*What this task involves*. The full set of lines below has to be duplicated exactly, with no picture kept.

*** Material for this task Section Begins ***

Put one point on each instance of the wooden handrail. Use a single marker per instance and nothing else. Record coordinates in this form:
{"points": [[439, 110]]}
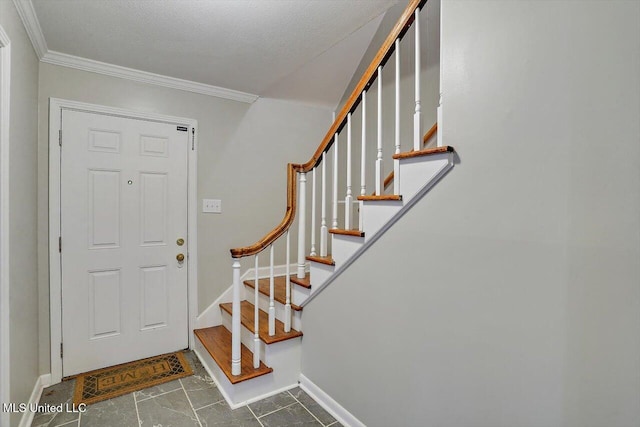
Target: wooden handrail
{"points": [[273, 235], [384, 53], [427, 136]]}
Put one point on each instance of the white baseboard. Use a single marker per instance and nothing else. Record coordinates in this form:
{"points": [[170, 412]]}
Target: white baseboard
{"points": [[41, 382], [331, 406], [211, 315]]}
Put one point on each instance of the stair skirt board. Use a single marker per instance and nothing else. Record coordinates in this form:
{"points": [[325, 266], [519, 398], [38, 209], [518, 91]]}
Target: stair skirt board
{"points": [[331, 406], [417, 171], [344, 246], [319, 274], [284, 357], [211, 315], [270, 354], [376, 214], [427, 177], [246, 392]]}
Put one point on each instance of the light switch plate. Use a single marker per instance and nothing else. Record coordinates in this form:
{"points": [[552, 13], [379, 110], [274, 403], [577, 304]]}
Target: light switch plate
{"points": [[211, 206]]}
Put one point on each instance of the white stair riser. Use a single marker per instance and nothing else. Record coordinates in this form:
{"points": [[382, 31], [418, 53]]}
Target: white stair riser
{"points": [[284, 377], [417, 172], [376, 214], [263, 304], [268, 353], [320, 273], [343, 247]]}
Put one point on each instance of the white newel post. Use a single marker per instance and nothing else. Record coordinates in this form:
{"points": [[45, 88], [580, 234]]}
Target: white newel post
{"points": [[334, 219], [379, 171], [324, 231], [313, 212], [363, 157], [272, 306], [302, 226], [417, 116], [396, 162], [287, 306], [348, 200], [235, 321], [256, 312]]}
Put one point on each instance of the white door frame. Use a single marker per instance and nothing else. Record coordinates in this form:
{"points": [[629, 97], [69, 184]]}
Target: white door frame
{"points": [[5, 76], [56, 106]]}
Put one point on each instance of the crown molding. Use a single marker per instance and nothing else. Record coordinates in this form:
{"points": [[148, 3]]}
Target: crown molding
{"points": [[84, 64], [31, 24]]}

*** Material for this task Section Ends ***

*Response to the task*.
Put one point on each instance of the wooden handrail. Use a single marker per instance and nothing else. Record coordinates in this form:
{"points": [[439, 110]]}
Target: wooden handrail
{"points": [[273, 235], [384, 53], [427, 136]]}
Put one point on each instance of the white baseboard. Use a single marker per instance and nothing else. Record coordinates in this form:
{"points": [[170, 412]]}
Target: white baseboard
{"points": [[41, 382], [331, 406], [211, 315]]}
Put one point on each instance of the stair skirt board. Use a single marker per instance and nothing else. Record coordinates in this form:
{"points": [[325, 266], [519, 398], [38, 209], [518, 91]]}
Target: stair skirt board
{"points": [[331, 406], [417, 171], [344, 246], [319, 274], [284, 357], [211, 315], [270, 354], [376, 214], [427, 177], [246, 392]]}
Put one point on each instance of the light switch plate. Use a single marker per instance and nothing else. Record coordinates in this form:
{"points": [[552, 13], [379, 110], [274, 403], [577, 304]]}
Target: light switch plate
{"points": [[211, 206]]}
Put one point on each instance of the white stair riser. Use a single marker per instance and nothing else. Record coordinates in this form:
{"points": [[382, 31], [418, 53]]}
Target: white stair riser
{"points": [[284, 377], [417, 172], [376, 214], [263, 304], [268, 353], [320, 273], [343, 247]]}
Put one point on each instance of the white newel post. Use a single marker per instance and nothing else. Record coordinates in this form:
{"points": [[45, 88], [580, 234]]}
Target: white newel post
{"points": [[334, 219], [379, 171], [324, 231], [313, 212], [363, 157], [272, 306], [302, 226], [417, 116], [396, 162], [287, 306], [348, 200], [235, 321], [256, 312]]}
Put one point on each instance of the white door frame. Use a single marker per instance and nothing else. Record coordinates in this form:
{"points": [[629, 97], [69, 184]]}
Target: white door frame
{"points": [[5, 76], [56, 106]]}
Put one point on each instance of the crown molding. Use a single marker per instance and nothing else. Record coordinates in this form:
{"points": [[148, 3]]}
Target: crown molding
{"points": [[84, 64], [31, 24]]}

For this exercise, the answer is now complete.